## EXERCISE AIM
Print every line from the start of the data, and when you reach the line with "Target: damp soil", include it and stop. Pictures are not part of the copy.

## DATASET EXCERPTS

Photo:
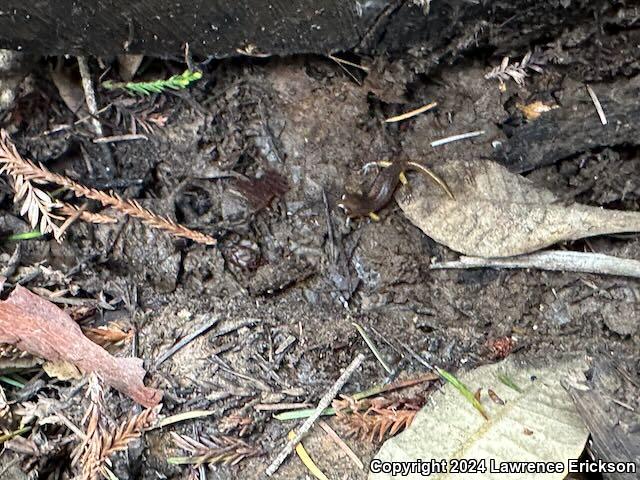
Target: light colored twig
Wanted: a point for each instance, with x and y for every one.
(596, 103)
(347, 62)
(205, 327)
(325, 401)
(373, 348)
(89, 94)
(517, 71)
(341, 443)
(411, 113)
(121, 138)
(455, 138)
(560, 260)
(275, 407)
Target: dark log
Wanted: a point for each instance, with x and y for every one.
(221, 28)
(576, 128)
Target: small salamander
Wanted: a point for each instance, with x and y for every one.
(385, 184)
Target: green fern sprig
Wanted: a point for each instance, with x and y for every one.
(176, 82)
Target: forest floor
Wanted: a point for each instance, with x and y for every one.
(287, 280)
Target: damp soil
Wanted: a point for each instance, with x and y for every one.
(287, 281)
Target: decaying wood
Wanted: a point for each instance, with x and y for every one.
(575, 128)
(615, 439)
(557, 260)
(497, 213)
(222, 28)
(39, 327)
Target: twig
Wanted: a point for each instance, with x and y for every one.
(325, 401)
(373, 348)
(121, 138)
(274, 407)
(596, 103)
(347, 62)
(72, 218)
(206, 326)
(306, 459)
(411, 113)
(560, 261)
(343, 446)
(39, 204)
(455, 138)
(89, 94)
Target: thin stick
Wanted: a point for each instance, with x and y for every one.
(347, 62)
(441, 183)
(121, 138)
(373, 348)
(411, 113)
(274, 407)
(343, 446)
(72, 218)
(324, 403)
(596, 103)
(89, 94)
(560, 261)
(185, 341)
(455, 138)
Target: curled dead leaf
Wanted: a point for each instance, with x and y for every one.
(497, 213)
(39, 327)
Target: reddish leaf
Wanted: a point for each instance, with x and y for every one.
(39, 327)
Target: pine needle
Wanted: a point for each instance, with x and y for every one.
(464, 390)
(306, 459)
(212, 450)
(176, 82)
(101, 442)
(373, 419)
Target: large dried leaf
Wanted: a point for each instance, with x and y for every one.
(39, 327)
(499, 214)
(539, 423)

## RESPONSE TO THIS TASK
Photo:
Target: light colored twig
Wanted: a point for each instance, with x and y for every one.
(596, 103)
(347, 62)
(205, 327)
(325, 401)
(373, 348)
(89, 94)
(517, 71)
(341, 443)
(411, 113)
(121, 138)
(455, 138)
(560, 260)
(275, 407)
Target: dark log
Wanted: a point for each instance, with x and y for every one.
(221, 28)
(576, 128)
Target: small salamander
Wanted: a point for each instance, with x and y for every one.
(385, 184)
Target: green fern sprig
Wanted: a point for each instance, with x and y for every one.
(176, 82)
Target: forest floor
Wanted: a point for each instance, with x and y for every one.
(287, 280)
Target: damp soil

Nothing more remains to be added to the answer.